Task details ▸ Leave out the pictures, and write out exactly the lines from the beginning of the material to the line holding "Can you please pinpoint where the litter", that line included, and nothing else.

Supplied data ▸

○ ○ ○ ○

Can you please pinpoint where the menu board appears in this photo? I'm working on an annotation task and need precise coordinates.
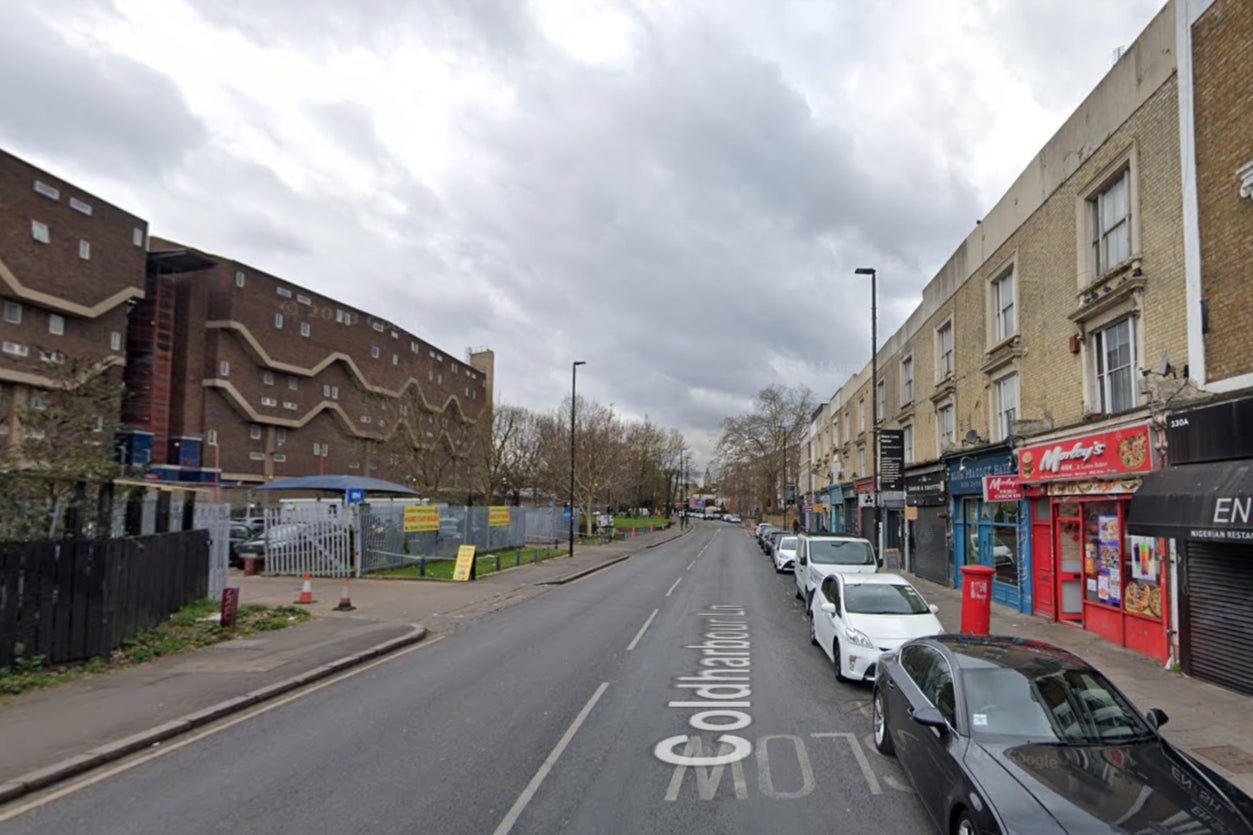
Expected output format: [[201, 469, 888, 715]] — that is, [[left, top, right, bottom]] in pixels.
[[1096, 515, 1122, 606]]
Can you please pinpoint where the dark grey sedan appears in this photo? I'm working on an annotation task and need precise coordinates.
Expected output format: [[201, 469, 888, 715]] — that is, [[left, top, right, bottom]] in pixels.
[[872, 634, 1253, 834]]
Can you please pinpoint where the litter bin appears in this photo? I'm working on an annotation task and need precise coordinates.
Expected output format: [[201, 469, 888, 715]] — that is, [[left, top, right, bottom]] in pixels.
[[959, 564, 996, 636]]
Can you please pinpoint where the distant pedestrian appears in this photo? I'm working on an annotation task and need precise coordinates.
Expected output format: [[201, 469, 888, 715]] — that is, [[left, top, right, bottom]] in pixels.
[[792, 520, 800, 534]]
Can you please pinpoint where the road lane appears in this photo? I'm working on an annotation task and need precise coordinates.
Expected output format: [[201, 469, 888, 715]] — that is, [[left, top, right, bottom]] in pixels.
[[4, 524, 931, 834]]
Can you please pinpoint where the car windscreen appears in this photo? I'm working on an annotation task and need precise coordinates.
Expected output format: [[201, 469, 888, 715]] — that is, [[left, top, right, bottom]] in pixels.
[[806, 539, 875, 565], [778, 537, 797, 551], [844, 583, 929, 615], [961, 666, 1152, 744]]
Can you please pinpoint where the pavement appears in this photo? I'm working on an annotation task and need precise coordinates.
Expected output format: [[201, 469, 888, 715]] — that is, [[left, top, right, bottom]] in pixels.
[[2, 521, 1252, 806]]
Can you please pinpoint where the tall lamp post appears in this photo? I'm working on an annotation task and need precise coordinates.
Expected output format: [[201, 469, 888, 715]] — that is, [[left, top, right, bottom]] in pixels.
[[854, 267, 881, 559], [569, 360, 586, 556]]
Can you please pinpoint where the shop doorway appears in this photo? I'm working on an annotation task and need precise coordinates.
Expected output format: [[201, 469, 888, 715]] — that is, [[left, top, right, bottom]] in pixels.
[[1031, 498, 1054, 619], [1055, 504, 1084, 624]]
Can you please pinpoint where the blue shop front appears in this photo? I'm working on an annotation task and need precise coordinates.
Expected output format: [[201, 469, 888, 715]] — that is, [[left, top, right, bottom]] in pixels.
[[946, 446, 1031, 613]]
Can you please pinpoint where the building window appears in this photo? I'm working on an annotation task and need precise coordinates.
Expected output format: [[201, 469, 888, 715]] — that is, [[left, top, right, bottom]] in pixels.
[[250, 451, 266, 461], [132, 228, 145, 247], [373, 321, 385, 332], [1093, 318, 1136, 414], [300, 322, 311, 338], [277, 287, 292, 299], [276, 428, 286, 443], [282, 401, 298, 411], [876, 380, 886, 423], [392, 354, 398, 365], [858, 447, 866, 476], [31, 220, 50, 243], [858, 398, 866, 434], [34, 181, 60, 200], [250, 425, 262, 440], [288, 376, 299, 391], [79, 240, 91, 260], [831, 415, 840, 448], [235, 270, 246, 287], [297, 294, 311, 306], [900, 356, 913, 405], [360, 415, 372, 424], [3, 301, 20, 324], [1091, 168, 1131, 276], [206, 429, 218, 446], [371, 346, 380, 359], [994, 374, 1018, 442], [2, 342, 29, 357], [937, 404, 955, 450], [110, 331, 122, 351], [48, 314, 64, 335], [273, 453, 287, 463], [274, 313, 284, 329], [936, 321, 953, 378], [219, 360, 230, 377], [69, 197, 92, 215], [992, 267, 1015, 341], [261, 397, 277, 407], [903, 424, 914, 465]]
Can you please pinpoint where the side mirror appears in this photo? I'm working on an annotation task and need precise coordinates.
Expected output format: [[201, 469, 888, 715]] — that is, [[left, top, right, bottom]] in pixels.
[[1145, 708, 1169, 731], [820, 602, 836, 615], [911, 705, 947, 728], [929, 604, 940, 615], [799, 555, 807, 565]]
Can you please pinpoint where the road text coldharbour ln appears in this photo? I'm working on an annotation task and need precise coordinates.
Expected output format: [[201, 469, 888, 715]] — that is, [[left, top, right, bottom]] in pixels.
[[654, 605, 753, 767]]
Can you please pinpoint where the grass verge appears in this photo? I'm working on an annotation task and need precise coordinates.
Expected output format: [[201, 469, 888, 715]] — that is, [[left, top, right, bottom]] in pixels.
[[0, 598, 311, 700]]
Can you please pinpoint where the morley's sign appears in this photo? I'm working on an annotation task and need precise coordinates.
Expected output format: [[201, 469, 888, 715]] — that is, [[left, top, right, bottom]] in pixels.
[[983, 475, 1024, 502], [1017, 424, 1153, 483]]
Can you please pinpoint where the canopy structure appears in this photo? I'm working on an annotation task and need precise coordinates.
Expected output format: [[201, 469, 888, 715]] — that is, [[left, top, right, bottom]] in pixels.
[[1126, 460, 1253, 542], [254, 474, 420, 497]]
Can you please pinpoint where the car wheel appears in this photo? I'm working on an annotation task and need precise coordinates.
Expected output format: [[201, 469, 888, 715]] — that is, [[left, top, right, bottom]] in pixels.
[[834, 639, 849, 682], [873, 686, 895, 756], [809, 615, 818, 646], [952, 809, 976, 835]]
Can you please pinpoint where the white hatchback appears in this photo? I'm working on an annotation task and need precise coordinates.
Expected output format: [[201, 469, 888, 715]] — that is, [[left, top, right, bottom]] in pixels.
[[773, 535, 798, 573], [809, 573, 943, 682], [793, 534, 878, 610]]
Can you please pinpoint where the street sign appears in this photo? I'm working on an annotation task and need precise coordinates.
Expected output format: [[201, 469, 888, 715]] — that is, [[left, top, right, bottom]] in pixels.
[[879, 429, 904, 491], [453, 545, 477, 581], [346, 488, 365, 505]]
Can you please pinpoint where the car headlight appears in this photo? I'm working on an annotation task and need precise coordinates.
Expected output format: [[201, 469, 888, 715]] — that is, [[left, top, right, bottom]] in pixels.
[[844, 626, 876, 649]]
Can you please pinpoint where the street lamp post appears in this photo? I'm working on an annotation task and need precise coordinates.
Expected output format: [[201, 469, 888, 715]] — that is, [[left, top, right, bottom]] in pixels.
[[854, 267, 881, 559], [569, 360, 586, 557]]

○ ○ ○ ○

Written solution ▸
Can you please pinpoint where the menu board appears in this photo? I'm working on an annotation task and need precise coordinates.
Expected output format: [[201, 469, 888, 715]] — that is, [[left, top, right, bottom]] in pixels.
[[1096, 515, 1122, 606]]
Can you please pinpoint where the dark grey sedan appears in this photo? I'm working on an annotation task and need precise coordinates.
Expected output format: [[201, 469, 888, 715]] — that is, [[left, top, right, bottom]] in pixels.
[[872, 634, 1253, 834]]
Can you please pinpoint where the litter bin appears in this photo? I'm working on an annotation task and need precise coordinates.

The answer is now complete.